Reading text
****************************************
OBITUARY BY MITCHELL PLATTS
The Association of Golf Writers has lost one of its most humorous, respected and gifted writers with the passing of Chris Plumridge.
Chris, who became a Member of the AGW in 1975, died on Good Friday, April 3, in hospital because of complications brought about by respiratory failure.
His passing at the age of 70 came the week before The Masters. Chris had many fond memories of playing the game he loved although few as precious as the Augusta National card on his office wall which recorded the round of 81 he scored when playing the course the day following Tom Watson’s win in 1977.
George O’Grady, Chief Executive of The European Tour, led the tributes when he said: “Chris was a determined, professional writer with an intellectual and individual style whether when composing articles on a vast range of subjects predominantly on golf, editing magazines such as Golf International and for many years helping The European Tour and the Golf Foundation. He fought his severe illnesses with enormous courage for so many years. Our thoughts are with Sally and his two daughters, Jo and Jessica, and their families at this difficult time.”
Chris’s passion for golf began on the Flackwell Heath course in Buckinghamshire where he grew-up with his elder brother Tim. He was born at Fulmer, near Gerrards Cross, on April 21, 1944, and from a young age he and Tim ventured onto the Flackwell Heath course from their home behind the 15th green.
Curiously although he played cricket right-handed, Chris initially played golf left-handed until his father made it crystal clear that since Tim played right-handed then so would Chris as “We can’t afford left-handed clubs as well.”
His enthusiasm for playing the game – his five handicap enabled him to tee-up in the celebrated Carris Trophy at Moor Park – initially evoked imaginations of being a professional and most certainly did not immediately lead to a career in golf writing.
Educated at St Bede’s School, Eastbourne, where he was taught English language and literature alongside the late Christopher Martin-Jenkins, the cricket writer known to millions of listeners of Test Match Special as ‘CMJ’, by the same teacher whom they both adored, and then St Edward’s Oxford, he was first encouraged by his father to enter the family furniture business.
He eventually put behind him a chequered career, having tried several roles none of which excited him, by launching his own company, selling furniture parts to various manufacturers, before his mother, exasperated by his ambivalence towards the industry, offered him £1,000 to ‘Go out and get a proper job’ and with that he set sail for South Africa.
****************************************
Data supplied
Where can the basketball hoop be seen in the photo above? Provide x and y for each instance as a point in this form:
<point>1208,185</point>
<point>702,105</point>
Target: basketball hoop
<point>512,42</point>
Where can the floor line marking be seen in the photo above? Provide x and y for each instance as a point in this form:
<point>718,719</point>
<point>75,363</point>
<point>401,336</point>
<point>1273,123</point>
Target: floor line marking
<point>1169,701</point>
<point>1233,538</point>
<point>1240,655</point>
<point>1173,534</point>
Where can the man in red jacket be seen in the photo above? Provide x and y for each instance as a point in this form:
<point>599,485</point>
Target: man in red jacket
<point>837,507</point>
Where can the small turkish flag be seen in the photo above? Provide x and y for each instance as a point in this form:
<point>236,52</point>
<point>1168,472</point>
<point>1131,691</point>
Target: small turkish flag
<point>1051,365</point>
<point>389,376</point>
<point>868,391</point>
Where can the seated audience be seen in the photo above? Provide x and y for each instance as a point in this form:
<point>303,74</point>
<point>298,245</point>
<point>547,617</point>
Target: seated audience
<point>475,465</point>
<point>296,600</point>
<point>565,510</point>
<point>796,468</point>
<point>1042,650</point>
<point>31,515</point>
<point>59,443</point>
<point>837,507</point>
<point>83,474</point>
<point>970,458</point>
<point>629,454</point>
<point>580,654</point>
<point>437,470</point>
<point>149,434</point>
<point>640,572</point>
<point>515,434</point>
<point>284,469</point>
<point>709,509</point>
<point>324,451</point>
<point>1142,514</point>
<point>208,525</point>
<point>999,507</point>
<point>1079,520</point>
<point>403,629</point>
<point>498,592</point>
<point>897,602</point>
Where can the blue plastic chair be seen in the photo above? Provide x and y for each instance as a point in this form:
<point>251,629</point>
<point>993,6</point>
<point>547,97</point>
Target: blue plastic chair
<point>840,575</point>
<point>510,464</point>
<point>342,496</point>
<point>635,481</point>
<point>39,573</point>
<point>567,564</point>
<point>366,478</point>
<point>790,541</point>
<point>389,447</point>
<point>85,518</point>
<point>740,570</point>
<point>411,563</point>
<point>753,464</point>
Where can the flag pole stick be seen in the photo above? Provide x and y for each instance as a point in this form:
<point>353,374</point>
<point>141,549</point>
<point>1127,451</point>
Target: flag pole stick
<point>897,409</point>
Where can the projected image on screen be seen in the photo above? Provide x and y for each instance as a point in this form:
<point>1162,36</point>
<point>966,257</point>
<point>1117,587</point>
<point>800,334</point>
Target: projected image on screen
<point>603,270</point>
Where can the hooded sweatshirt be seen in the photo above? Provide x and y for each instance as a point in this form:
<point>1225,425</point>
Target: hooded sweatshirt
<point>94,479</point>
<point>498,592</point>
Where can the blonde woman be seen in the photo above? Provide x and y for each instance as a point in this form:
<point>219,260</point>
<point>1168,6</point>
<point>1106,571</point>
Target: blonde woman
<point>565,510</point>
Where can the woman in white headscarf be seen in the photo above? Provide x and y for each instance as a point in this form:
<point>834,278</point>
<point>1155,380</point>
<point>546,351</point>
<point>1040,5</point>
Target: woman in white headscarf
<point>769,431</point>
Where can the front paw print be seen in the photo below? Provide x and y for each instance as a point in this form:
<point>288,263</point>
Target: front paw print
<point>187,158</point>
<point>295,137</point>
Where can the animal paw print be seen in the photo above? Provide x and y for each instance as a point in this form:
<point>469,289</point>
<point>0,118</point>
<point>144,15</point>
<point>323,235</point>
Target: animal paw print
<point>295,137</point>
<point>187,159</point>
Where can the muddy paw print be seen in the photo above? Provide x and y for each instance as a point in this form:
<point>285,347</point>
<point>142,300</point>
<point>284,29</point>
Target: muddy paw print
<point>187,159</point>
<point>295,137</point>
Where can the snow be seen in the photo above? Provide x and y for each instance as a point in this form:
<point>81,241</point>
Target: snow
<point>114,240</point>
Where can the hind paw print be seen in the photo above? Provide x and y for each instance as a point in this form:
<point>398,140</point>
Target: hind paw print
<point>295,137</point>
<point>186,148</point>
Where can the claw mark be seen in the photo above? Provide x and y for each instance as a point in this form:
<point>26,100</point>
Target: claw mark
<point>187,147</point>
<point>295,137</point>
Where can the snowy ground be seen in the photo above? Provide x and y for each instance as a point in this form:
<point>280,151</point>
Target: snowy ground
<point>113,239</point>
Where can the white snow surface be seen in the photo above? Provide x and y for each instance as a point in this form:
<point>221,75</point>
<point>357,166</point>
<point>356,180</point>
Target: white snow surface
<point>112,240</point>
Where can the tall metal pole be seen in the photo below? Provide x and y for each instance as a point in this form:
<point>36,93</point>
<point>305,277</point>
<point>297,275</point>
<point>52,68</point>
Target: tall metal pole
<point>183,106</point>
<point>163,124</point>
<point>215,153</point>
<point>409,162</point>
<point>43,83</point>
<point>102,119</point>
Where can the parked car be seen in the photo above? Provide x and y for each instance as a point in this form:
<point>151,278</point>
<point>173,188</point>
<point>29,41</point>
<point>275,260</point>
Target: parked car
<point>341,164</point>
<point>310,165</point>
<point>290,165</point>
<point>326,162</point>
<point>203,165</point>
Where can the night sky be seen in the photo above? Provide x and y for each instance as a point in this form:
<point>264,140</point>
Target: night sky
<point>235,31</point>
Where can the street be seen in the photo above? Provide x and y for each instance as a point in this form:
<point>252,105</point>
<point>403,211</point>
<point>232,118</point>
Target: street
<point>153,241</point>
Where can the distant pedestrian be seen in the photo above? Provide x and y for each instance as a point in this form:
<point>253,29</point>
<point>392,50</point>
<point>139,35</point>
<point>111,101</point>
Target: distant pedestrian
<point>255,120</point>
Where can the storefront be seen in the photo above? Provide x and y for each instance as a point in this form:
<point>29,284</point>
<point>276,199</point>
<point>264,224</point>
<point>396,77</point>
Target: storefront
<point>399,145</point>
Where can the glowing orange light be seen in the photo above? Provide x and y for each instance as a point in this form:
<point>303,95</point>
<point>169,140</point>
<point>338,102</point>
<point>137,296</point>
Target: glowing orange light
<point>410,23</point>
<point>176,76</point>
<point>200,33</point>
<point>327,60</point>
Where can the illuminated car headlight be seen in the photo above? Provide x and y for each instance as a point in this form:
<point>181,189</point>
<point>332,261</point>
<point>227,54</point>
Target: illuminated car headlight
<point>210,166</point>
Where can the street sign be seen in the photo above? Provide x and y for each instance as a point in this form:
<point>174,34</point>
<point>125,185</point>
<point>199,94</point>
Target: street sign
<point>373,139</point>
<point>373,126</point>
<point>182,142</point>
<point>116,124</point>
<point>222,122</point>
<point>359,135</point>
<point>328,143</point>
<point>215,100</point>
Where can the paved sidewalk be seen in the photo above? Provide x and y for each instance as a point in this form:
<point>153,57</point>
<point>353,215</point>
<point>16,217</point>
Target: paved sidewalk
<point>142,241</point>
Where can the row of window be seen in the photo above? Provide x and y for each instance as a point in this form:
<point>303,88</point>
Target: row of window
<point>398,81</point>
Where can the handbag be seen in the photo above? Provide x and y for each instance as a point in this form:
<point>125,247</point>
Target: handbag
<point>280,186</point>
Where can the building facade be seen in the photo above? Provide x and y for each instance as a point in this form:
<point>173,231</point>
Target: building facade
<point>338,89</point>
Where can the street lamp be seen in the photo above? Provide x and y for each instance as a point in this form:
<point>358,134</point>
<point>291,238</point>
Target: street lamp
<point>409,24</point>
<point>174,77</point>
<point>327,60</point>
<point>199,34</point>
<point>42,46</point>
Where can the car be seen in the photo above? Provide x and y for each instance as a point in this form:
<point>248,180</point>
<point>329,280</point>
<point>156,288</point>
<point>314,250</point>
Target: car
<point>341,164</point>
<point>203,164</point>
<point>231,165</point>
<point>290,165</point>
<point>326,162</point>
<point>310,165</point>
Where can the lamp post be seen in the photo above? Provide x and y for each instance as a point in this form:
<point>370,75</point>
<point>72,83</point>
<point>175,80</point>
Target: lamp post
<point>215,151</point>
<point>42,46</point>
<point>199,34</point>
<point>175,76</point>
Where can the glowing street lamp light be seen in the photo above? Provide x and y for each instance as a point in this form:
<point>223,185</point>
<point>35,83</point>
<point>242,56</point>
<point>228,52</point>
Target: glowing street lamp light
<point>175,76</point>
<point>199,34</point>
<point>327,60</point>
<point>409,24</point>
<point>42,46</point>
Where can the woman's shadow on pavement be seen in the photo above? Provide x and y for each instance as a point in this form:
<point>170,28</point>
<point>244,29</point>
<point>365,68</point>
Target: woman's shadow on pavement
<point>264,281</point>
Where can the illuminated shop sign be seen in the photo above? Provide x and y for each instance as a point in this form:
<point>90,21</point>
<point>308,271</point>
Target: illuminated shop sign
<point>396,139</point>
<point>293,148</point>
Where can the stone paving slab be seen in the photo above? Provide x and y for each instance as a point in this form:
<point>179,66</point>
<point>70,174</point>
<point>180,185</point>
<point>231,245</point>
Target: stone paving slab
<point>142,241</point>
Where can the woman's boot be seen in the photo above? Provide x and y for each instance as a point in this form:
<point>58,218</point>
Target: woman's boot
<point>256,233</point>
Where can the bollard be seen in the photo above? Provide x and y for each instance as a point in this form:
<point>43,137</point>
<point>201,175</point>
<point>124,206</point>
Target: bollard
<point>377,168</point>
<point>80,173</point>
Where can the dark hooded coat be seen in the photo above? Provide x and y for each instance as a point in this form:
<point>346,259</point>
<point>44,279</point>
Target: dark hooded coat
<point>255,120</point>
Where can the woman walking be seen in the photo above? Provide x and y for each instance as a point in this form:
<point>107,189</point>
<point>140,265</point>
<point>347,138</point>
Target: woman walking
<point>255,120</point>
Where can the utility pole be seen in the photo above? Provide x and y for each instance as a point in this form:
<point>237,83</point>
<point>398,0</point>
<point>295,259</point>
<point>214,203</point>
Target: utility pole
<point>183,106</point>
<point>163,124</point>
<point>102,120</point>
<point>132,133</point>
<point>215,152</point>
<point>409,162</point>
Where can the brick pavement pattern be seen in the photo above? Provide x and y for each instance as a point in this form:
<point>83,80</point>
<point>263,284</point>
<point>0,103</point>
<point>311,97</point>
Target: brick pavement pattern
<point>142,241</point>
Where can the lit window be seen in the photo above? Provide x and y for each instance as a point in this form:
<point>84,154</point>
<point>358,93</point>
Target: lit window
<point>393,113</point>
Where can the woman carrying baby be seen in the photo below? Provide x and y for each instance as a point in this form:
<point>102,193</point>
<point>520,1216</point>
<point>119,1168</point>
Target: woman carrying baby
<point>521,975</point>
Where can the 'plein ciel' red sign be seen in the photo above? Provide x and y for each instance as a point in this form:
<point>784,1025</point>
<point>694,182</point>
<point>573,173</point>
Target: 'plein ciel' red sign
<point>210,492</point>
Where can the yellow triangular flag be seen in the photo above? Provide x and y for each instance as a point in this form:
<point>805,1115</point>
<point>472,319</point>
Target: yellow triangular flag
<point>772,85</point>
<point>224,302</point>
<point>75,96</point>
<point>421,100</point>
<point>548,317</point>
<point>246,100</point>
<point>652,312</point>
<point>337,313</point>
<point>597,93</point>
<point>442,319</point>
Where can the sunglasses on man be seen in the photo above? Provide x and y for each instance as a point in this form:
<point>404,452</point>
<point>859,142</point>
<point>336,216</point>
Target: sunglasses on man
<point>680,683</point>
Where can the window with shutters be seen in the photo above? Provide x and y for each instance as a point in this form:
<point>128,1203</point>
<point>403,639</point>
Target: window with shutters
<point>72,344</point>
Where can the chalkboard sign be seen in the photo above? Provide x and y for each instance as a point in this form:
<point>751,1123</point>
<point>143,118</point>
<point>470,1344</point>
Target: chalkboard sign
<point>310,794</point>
****************************************
Exercise details
Answer these questions from the obituary, one line per answer numbered to match:
1. In what year did Chris Plumridge become a Member of the AGW?
2. What score did he record playing Augusta National the day after Tom Watson's 1977 win?
3. How much money did his mother offer him to "Go out and get a proper job"?
Answer from the obituary alone.

Expected answer
1. 1975
2. 81
3. £1,000